-- begin INPUT MATERIAL --

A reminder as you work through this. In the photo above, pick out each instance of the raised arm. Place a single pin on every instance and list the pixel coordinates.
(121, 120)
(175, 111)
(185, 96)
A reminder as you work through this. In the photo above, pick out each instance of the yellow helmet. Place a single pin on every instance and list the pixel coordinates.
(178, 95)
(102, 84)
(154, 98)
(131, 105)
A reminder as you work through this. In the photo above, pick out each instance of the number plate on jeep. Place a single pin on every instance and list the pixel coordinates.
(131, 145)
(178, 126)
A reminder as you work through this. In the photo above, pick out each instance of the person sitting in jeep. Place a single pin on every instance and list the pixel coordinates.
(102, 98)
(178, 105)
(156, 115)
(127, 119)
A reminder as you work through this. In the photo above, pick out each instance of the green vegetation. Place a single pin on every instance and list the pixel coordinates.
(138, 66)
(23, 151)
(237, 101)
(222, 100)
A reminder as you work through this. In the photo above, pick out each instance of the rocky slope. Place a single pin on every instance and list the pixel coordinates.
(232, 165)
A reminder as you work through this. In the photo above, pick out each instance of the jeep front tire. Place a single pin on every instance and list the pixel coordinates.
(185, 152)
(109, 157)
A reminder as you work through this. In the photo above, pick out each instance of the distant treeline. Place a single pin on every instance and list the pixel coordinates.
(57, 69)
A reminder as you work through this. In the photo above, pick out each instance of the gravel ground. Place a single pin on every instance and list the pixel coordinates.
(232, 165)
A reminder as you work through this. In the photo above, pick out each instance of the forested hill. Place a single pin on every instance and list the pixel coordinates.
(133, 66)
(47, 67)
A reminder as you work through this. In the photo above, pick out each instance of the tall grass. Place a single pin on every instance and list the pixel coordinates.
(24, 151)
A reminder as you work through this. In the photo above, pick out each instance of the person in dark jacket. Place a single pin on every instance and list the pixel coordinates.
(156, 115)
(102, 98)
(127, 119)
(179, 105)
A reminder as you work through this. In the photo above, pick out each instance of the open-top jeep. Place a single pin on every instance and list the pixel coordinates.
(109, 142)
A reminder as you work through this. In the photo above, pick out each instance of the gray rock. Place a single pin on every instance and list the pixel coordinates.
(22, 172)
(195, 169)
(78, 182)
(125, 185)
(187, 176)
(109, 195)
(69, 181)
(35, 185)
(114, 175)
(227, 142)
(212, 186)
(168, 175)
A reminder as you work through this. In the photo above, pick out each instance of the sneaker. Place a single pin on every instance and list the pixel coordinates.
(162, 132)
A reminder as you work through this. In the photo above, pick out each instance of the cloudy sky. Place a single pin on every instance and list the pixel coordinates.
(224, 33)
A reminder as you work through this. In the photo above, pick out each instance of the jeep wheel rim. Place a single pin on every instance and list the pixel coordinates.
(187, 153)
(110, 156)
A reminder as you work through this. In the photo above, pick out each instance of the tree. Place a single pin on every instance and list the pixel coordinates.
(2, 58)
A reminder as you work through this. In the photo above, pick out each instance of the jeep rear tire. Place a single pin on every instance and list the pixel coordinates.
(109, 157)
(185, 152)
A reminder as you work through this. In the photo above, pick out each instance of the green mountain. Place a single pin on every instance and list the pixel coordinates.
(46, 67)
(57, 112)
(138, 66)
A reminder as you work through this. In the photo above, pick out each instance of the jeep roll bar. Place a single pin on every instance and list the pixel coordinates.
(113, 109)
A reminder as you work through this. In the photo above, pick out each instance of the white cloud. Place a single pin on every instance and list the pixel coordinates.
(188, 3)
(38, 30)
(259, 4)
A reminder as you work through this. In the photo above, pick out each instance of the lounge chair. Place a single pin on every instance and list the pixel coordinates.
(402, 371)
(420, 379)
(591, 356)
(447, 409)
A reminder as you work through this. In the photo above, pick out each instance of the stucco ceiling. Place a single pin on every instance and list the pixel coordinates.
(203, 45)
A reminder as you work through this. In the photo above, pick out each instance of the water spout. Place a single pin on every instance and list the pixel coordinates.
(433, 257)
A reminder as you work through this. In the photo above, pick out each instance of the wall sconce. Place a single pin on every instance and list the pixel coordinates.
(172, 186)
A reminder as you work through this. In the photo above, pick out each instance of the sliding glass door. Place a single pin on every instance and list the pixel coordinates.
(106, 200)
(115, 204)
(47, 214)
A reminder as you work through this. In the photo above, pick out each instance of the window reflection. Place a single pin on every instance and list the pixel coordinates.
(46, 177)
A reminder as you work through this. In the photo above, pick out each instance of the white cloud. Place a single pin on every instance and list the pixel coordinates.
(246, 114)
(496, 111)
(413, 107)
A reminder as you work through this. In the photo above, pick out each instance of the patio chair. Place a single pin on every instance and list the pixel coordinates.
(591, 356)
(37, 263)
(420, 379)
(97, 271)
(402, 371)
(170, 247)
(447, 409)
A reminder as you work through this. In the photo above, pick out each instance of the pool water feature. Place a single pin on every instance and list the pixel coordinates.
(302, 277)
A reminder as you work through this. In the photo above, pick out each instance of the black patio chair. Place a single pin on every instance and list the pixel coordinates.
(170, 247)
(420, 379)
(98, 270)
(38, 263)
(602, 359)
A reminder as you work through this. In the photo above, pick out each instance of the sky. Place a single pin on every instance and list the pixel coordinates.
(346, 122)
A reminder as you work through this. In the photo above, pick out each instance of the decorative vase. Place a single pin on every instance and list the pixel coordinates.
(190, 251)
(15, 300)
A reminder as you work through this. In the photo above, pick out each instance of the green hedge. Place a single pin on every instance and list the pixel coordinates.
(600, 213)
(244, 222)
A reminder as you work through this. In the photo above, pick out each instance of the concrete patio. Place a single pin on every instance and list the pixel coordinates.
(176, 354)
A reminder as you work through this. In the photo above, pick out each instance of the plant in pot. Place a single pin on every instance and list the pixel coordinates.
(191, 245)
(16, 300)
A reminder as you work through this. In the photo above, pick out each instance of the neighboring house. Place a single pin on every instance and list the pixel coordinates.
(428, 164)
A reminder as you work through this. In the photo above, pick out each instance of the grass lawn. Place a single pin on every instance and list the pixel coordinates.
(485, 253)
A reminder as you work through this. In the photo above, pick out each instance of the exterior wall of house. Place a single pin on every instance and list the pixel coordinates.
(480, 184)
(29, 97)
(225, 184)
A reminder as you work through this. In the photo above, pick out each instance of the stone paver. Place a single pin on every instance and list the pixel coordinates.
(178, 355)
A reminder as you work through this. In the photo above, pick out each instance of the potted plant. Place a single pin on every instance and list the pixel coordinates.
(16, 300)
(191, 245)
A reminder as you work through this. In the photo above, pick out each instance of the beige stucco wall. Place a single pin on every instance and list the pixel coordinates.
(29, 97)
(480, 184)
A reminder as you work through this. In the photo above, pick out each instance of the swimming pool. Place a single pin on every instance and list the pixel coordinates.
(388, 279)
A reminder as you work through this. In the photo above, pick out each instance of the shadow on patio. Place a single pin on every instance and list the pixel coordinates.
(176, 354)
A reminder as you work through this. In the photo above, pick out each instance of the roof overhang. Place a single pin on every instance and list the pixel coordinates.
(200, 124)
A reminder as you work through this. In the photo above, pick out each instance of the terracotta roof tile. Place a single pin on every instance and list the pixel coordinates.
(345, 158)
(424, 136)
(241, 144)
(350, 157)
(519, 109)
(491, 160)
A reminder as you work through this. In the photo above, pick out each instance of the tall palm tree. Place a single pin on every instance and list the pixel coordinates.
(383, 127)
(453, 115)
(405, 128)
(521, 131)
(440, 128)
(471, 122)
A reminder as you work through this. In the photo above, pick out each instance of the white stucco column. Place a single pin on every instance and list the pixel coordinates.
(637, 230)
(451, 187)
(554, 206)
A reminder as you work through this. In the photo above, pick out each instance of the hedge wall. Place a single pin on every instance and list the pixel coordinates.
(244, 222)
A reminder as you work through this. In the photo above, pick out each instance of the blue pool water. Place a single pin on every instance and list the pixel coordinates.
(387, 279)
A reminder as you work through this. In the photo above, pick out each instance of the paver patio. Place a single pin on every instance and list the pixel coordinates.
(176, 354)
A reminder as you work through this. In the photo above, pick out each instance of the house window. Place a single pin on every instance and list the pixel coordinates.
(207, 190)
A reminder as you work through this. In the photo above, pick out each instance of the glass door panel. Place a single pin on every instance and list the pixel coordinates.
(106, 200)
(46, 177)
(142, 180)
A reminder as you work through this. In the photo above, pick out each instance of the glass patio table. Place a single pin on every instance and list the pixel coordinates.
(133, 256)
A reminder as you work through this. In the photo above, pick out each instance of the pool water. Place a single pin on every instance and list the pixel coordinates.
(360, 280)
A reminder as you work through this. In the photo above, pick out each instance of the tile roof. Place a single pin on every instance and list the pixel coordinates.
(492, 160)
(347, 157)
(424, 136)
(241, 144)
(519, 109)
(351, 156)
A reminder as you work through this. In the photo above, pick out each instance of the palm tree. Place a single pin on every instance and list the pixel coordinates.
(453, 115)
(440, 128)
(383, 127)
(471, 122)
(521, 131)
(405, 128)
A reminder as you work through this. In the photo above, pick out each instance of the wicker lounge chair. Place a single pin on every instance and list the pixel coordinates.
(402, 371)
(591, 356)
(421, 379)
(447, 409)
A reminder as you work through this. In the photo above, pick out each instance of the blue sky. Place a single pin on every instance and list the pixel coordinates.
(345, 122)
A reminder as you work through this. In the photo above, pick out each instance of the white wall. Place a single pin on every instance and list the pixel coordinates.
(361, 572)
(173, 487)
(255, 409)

-- end INPUT MATERIAL --

### [EXERCISE DESCRIPTION]
Reproduce exactly the lines from the one containing "of the tile" through the last line of the records above, including both, and nothing else.

### [FINAL RESULT]
A reminder as you work through this. In the photo above, pick out each instance of the tile roof. Place a single pin on every instance and list the pixel coordinates.
(492, 160)
(347, 157)
(424, 136)
(241, 144)
(519, 109)
(351, 156)
A reminder as you work through this. In the photo above, pick out each instance of the palm tree. Place a single pin on every instance and list the pixel coordinates.
(453, 115)
(440, 128)
(383, 127)
(471, 122)
(521, 131)
(405, 128)
A reminder as you work through this. In the photo above, pick out each instance of the wicker lounge chair. Place a single pin on every instance and list the pixel coordinates.
(402, 371)
(591, 356)
(421, 379)
(447, 409)
A reminder as you work through this. In the photo above, pick out each instance of the blue sky. Place a single pin on every instance and list the pixel coordinates.
(345, 122)
A reminder as you work through this. In the photo above, pick out each instance of the white wall. Place a single pin on every instance and list the pixel coordinates.
(361, 572)
(173, 487)
(255, 409)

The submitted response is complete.